(Beginning of Passage shown)

Personal information
- Nickname: The Nigel
- Born: 16 December 1968 (age 57) Cape Town, South Africa
- Home town: Cape Town

Darts information
- Playing darts since: 1995
- Darts: 22 Gram Unicorn
- Laterality: Right-handed
- Walk-on music: "Spirit in the Sky" by Norman Greenbaum

Organisation (see split in darts)
- PDC: 2007–2018

PDC premier events – best performances
- World Championship: Last 64: 2015

Other tournament wins
| PDC World South Africa Qualifying Event | 2014 |

= Nolan Arendse =

South African darts player (born 1968)

Nolan Arendse (born 16 December 1968) is a former South African professional darts player.

==Career==
Arendse failed to qualify for the 2008 and 2010 PDC World Darts Championships. In 2010 he was diagnosed with a hypothyroidism which forced him to give up darts for 18 months due to being partly paralysed. Two of his vertebrae were then crushed in a car accident after which Arendse had to wear a body brace for six months. Soon afterwards he suffered a heart attack.

Arendse lost in the final of the 2013 SAPDO 501 Double Away to Charles Losper. He won the 2014 South African Masters by beating Devon Petersen 9–5 to qualify for the 2015 PDC World Darts Championship. Arendse needed two doctors' letters to get his daily medicine through customs at Heathrow Airport. After defeating Alex Hon in the preliminary round, he lost 3–0 in sets in the first round to Brendan Dolan without picking up a leg. In January 2015, he played in the PDC Qualifying School but a single last 32 appearance out of the four days was not enough to earn him a tour card. He has not played in an event since.

(End of Passage shown)
(Beginning of Supplied material)

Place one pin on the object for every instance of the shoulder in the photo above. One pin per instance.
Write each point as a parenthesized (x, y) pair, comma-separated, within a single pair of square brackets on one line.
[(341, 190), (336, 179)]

(End of Supplied material)

§ Task statement:
Reproduce the portion of the Nolan Arendse article above from "South African darts" to "a heart attack." verbatim.

§ Answer for the task:
South African darts player (born 1968)

Nolan Arendse (born 16 December 1968) is a former South African professional darts player.

==Career==
Arendse failed to qualify for the 2008 and 2010 PDC World Darts Championships. In 2010 he was diagnosed with a hypothyroidism which forced him to give up darts for 18 months due to being partly paralysed. Two of his vertebrae were then crushed in a car accident after which Arendse had to wear a body brace for six months. Soon afterwards he suffered a heart attack.